» Consegna
Rispondere alle seguenti domande sul testo in esame:
(a) In quali campi le donne sono raramente intervistate come fonti di notizie?
(b) Quale rete coordina il lavoro del nuovo rapporto ombra?
(c) Quali gruppi di donne sono nominati tra quelli di cui il documento considera i diritti?

» Testo in esame
┌────────
Più povere rispetto agli uomini, più discriminate delle altre europee sul lavoro quando madri. Raramente intervistate come fonti di notizie nei campi della scienza, della politica e dell’economia, con pensioni nettamente più basse di colleghi e mariti e spesso al centro di campagne d'odio, attanagliate da stereotipi culturali e violenze domestiche. Le donne in Italia sono ancora alle prese con forti pregiudizi culturali che si riflettono nelle politiche inadeguate dei governi e negli investimenti insufficienti delle istituzioni per colmare il gap.

A dirlo è il nuovo rapporto ombra frutto del lavoro di più di trenta tra esperte di diritti delle donne, associazioni, organizzazioni sindacali e internazionali coordinate da Donne in rete contro la violenza (D.i.Re) – fra cui Aidos, Action Aid Italia, Cgil e Period ThinkTank, solo per citarne alcune – e rivolto alla Convention on the elimination of all forms of discrimination against women (Cedaw). 

Il documento scandaglia su molteplici piani la vita pubblica e privata delle donne in Italia: dall'accesso ai fondi per la ripresa post-pandemia alla giustizia, dalla sicurezza al lavoro, passando per l'uso del linguaggio e la salute, la violenza di genere, l'istruzione, il matrimonio e la vita familiare, e senza trascurare i diritti delle migranti, delle rifugiate e delle richiedenti asilo, la tratta e lo sfruttamento della prostituzione.
└────────
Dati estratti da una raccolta
┌────────
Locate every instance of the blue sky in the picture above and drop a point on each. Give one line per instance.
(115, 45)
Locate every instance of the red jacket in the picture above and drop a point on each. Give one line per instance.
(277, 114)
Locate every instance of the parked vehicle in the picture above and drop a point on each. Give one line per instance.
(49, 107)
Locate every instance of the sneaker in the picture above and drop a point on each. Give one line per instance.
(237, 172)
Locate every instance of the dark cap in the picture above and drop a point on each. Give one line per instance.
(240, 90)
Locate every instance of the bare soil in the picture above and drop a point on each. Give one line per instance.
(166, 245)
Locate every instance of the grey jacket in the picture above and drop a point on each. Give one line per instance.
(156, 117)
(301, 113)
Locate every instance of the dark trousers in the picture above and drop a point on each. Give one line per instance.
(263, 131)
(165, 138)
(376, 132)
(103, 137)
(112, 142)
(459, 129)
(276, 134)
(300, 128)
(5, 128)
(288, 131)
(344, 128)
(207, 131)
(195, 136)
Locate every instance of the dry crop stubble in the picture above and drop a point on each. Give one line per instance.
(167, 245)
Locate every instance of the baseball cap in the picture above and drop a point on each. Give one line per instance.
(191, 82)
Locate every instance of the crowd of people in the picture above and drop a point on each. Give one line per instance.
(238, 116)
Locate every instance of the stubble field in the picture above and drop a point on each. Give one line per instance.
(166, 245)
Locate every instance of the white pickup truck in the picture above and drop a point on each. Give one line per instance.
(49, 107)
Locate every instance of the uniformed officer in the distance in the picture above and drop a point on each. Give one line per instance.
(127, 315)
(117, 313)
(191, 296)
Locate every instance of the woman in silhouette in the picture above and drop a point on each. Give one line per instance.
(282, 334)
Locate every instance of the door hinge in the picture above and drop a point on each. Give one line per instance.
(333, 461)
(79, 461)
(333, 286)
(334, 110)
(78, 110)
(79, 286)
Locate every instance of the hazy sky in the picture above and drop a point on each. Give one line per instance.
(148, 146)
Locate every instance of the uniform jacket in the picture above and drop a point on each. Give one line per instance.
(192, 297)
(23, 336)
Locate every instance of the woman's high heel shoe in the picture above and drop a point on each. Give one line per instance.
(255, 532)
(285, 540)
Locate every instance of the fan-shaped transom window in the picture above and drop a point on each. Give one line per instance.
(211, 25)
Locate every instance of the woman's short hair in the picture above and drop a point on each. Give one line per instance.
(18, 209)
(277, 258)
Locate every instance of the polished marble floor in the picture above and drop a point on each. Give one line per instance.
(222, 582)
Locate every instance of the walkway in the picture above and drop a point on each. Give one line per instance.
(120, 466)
└────────
» Risposta
(a) Scienza, politica ed economia.
(b) Donne in rete contro la violenza (D.i.Re).
(c) Migranti, rifugiate e richiedenti asilo.